CHALLENGES:
A. Answer these questions from the Korean restaurant review below.
(i) What seafood was in the seafood soondubu?
(ii) What marinade were the kalbi beef ribs in?
(iii) How much does the all-you-can-eat sushi plan cost?
B. Reproduce the Korean restaurant review below word for word, from "Other standouts were" up to and including "all-you-can-eat sushi plan.".
C. Pick up the Korean restaurant review below after its last sentence and keep writing it.

PAGE EXTRACT:

++++++++++

Perhaps my all-time favorite Korean dish is
soondubu, a red chile-based soup, sloppy with chunks of silken tofu. You get a choice of beef or seafood; my seafood soondubu included shrimp, scallops, squid and pieces of fish. It arrived bubbling at the table. This is as comforting as comfort food gets, and if there is a better bowl of soondubu to be found in town, I’d like to know about it.

The patio tables are equipped with built-in heating devices, which have been disabled, but that didn’t stop us from sampling the namesake Korean BBQ. The kalbi beef ribs were thin, juicy slices of rib meat on the bone in a teriyaki marinade, sprinkled with sesame seeds atop cooked onions and scallions. It was tasty, if less interesting than some of the others. The
samkupsal, for example, was fascinating. Unseasoned slices of fatty pork belly were served atop cooked onions and raw mushrooms, alongside a caddy tray of sesame oil, jalapeño slices and a variation of that red fermented bean sauce. It was accompanied by a plate of large lettuce leaves with which to wrap these various items. The combination of bland, succulent pork with all of these condiments was captivating and unusual.

Other standouts were the tempura-fried soft shell crab appetizer and a massive pancake, stuffed with your choice of seafood or vegetables. Both are served with a soy-based dipping sauce laced with scallion, chile and sesame seeds.

While raw fish is eaten in Korea, the sushi here is mostly Japanese-style—or more accurately: American-style-Japanese-style, with lots of colorful, fancy rolls, many of which contain cream cheese. My desire to avoid these cheesy options made my choices easier when I indulged in the all-you-can-eat sushi plan.

If one orders more than one can eat, my waitress warned me, one will likely be charged for those uneaten pieces. And there was to be no sharing with my tablemates. These demands struck me as reasonable, given that $24 bucks for all-you-can-eat raw fish would be a pretty raw deal for the restaurant if it meant you could also feed your friends, your neighbors and your dog back home.

++++++++++

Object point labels
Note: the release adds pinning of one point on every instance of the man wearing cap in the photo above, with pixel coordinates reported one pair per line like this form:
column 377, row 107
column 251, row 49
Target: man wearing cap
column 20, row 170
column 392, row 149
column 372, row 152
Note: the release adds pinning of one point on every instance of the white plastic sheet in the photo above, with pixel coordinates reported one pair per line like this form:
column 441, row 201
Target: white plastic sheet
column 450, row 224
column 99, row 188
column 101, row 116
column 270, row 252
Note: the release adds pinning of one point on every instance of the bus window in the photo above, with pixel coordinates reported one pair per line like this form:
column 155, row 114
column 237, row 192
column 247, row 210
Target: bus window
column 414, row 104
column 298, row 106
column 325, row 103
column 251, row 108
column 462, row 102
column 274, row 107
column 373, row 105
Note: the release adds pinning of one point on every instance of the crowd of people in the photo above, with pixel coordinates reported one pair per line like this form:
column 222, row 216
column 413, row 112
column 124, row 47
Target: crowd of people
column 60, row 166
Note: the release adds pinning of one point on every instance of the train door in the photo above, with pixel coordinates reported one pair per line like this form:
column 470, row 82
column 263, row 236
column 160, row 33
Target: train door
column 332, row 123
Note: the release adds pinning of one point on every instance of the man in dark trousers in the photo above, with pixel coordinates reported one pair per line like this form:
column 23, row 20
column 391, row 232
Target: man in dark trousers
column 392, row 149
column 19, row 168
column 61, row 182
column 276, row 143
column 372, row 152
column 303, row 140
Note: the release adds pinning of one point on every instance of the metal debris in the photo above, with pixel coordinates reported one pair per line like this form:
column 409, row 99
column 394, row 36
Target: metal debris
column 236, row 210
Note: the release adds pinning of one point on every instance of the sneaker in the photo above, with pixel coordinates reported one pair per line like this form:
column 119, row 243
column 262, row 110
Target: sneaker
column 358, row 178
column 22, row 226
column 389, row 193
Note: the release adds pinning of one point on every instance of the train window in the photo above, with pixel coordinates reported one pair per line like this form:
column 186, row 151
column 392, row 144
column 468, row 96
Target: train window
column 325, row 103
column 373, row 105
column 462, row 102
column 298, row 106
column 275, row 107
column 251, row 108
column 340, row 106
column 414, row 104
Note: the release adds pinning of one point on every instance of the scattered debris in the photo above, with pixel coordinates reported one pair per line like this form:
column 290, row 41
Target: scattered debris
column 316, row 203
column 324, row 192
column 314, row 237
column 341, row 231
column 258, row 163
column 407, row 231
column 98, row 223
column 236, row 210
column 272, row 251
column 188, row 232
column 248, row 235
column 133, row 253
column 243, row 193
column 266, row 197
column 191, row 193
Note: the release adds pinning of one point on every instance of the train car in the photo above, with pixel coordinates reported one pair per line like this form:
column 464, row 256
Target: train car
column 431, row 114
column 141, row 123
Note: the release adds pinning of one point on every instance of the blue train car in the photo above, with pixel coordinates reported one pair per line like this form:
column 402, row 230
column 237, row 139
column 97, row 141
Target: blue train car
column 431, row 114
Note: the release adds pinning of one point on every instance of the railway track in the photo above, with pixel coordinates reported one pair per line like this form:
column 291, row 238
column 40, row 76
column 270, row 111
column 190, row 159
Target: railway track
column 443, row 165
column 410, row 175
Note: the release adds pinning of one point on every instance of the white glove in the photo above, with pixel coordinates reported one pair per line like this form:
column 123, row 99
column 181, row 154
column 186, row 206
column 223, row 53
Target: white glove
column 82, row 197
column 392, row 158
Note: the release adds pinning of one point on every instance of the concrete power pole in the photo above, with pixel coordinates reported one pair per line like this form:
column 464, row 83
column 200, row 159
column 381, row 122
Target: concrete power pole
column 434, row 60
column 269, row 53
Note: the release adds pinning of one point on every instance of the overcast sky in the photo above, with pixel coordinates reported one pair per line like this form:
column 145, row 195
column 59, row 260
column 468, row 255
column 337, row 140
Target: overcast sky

++++++++++

TASK-BY-TASK RESULTS:
A.
(i) Shrimp, scallops, squid and pieces of fish
(ii) A teriyaki marinade
(iii) $24

B.
Other standouts were the tempura-fried soft shell crab appetizer and a massive pancake, stuffed with your choice of seafood or vegetables. Both are served with a soy-based dipping sauce laced with scallion, chile and sesame seeds.

While raw fish is eaten in Korea, the sushi here is mostly Japanese-style—or more accurately: American-style-Japanese-style, with lots of colorful, fancy rolls, many of which contain cream cheese. My desire to avoid these cheesy options made my choices easier when I indulged in the all-you-can-eat sushi plan.

C.
Though braced for a high proportion of rice to fish, I was pleasantly surprised. My woods roll and Sushi & Sake roll were both so packed with fish there was little room for rice. My nigiri were similarly balanced. The hamachi was large and creamy, the mackerel buttery, the scallop chopped and gooey, and the surf clam was leathery and a tad bland, as any sushi veteran would expect from surf clam.

As my belly reached capacity, I feared being charged for the six pieces of roll staring me down from my plate. My server told me not to sweat it. Normally, yeah, I’d be docked, but since this was my first time, she let it slide.

It wasn’t the kind of mind-blowing sushi that teaches you about the limitless possibility of human creativity while pushing the limits of sublime artistry, but it was quality sushi for a good price. If your goal is to bust your gut with sushi on the cheap, look no further. But the Korean side of the menu is where the more interesting options are.

One huge exception to this rule-of-thumb is the lineup of udon noodle soups, which are Japanese to the core. The noodles had that perfect, toothy chewiness, and the broth was a deep dive into a warm umami ocean. Both normal and spicy versions hit the spot.

As the restaurant’s name implies, there is sake to be had. Native to both Korea and Japan, the sake options on the menu are good. Warm sake is recommended for a chilly night on the patio, but I’m quite enamored with the cold draft sake. I liked the fact that it’s a little rougher around edges than other sakes I’ve tried. And it washed down all of the dishes equally well, Korean and Japanese alike.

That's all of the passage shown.